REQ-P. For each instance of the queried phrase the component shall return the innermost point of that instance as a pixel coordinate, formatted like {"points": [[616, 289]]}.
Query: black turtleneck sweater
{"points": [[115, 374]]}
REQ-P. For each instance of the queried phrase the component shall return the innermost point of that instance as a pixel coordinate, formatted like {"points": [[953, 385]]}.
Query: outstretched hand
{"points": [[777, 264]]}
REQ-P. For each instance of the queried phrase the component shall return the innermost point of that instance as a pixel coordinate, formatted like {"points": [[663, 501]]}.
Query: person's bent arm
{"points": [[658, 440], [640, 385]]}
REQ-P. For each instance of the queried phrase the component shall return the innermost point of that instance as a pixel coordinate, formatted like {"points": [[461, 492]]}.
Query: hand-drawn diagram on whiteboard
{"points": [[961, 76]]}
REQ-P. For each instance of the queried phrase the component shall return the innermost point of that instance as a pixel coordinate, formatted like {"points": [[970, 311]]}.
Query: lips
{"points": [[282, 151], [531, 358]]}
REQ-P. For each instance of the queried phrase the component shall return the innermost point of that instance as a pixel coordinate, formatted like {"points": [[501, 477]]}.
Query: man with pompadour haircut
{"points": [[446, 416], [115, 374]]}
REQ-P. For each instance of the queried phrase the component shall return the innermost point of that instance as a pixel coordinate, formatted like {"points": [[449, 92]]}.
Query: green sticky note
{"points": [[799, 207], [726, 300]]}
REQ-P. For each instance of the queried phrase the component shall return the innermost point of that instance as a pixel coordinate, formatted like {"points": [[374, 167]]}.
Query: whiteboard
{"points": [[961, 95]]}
# # # # # # #
Goal of the exercise
With "return" as the string to match, show every line of the entries above that has it.

Result
REQ-P. For each instance of the queried phrase the component shall return the innermost point of that instance as a pixel coordinate, formatted like {"points": [[616, 289]]}.
REQ-P. For each instance of the queried phrase the component shall return the innermost point of that instance as a pixel coordinate, formatted like {"points": [[953, 385]]}.
REQ-P. For each instance of the queried phrase the component shall return the innermost point of that instance as a pixel coordinate, formatted like {"points": [[663, 501]]}.
REQ-P. For each instance of the queried phrase the component shall return the innermost point of that instance as a pixel coordinate, formatted like {"points": [[461, 492]]}.
REQ-P. For each instance of the queried phrase the component shall return the innermost point of that instance as a pixel coordinate, formatted like {"points": [[970, 311]]}.
REQ-P. For each instance of the queried phrase the component shall return the innermost point of that instance as a pixel coordinate, formatted like {"points": [[501, 477]]}.
REQ-P. For each instance of the queried phrase the component shall return the innermost point of that instance as a pixel coordinate, formatted like {"points": [[449, 92]]}.
REQ-P. For each instance of the queried phrase the component shall return the innermost point of that instance as a pixel coordinate, formatted like {"points": [[374, 167]]}.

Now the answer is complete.